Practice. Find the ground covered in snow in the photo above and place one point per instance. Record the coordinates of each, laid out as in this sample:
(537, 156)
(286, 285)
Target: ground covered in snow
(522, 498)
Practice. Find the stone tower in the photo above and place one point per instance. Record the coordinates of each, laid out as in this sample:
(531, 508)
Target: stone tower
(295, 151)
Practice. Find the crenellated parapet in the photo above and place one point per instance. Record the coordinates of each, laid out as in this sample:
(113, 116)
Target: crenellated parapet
........
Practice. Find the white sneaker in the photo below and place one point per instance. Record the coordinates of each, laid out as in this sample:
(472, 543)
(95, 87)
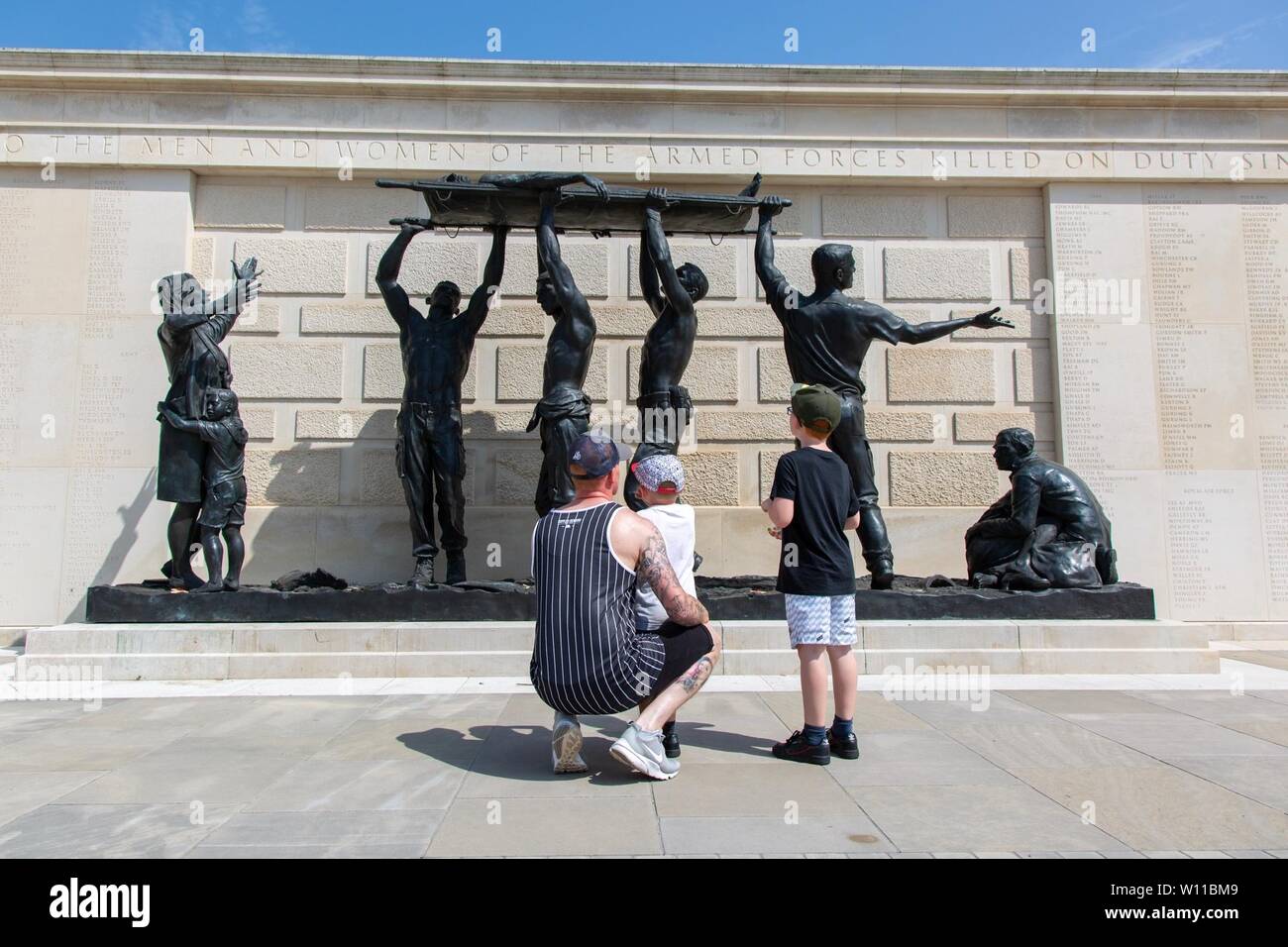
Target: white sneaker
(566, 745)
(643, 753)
........
O QUE SE PEDE → Troque "stone tower" por "brick tower" no trecho do material que começa na linha que contém "Practice. Find the ground" e termina na que contém "Target: crenellated parapet". Reproduza só essas linhas, com todo o resto inalterado.

RESPOSTA →
Practice. Find the ground covered in snow in the photo above and place one point per instance. Record the coordinates of each, laid out as in this sample:
(537, 156)
(286, 285)
Target: ground covered in snow
(522, 498)
Practice. Find the brick tower in the photo above and place one point per instance. Record the coordinates of each, laid out as in this sample:
(531, 508)
Target: brick tower
(295, 151)
Practice. Find the crenellated parapet in the photo above and place one point per instance. Record the coordinates of each, laid out as in this sample:
(113, 116)
Target: crenellated parapet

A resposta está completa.